## DOCUMENT SECTION
◆ ◆ ◆ ◆ ◆ ◆ ◆

Roads policing head suggests double penalty points on bank holidays

Time-over-distance and variable speed limits should be considered

Moyagh Murdock, chief executive of the RSA (left) with Assistant Commissioner, David Sheahan, Roads Policing, An Garda Síochána, Dr Vigdis Vindenes, Oslo University Hospital, Prof Denis A Cusack, Director, Medical Bureau of Road Safety with RTÉ presenter Bryan Dobson, and Garda Derek Cloughley. Photograph: Robbie Reynolds

Moyagh Murdock, chief executive of the RSA (left) with Assistant Commissioner, David Sheahan, Roads Policing, An Garda Síochána, Dr Vigdis Vindenes, Oslo University Hospital, Prof Denis A Cusack, Director, Medical Bureau of Road Safety with RTÉ presenter Bryan Dobson, and Garda Derek Cloughley. Photograph: Robbie Reynolds

 

Double penalty points for motorists who break the rules of the road at high-risk times such as bank holiday weekends and other public holidays has been suggested by the State’s head of roads policing.

Speaking in Dublin at the Road Safety Authority’s academic lecture, which marked the start of Road Safety Week, Assistant Commissioner David Sheahan said other jurisdictions, such as Australia, had put innovative schemes into place.

◆ ◆ ◆ ◆ ◆ ◆ ◆

## DATASET RECORDS
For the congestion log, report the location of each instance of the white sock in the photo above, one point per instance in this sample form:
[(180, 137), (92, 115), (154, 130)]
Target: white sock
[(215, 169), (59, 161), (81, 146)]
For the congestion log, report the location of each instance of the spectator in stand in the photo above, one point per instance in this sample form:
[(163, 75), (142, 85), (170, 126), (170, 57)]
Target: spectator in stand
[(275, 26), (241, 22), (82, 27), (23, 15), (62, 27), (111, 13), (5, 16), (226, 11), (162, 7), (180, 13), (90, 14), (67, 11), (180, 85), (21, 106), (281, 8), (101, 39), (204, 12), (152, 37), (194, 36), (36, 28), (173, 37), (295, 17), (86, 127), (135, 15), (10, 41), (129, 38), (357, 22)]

◆ ◆ ◆ ◆ ◆ ◆ ◆

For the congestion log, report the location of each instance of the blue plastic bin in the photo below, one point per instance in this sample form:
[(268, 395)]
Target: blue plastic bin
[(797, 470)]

◆ ◆ ◆ ◆ ◆ ◆ ◆

## WHAT IS NEEDED
Duplicate, word for word, the part of the roads policing article that opens with the words containing "Speaking in Dublin" and closes with "schemes into place.".

## PROBLEM SOLUTION
Speaking in Dublin at the Road Safety Authority’s academic lecture, which marked the start of Road Safety Week, Assistant Commissioner David Sheahan said other jurisdictions, such as Australia, had put innovative schemes into place.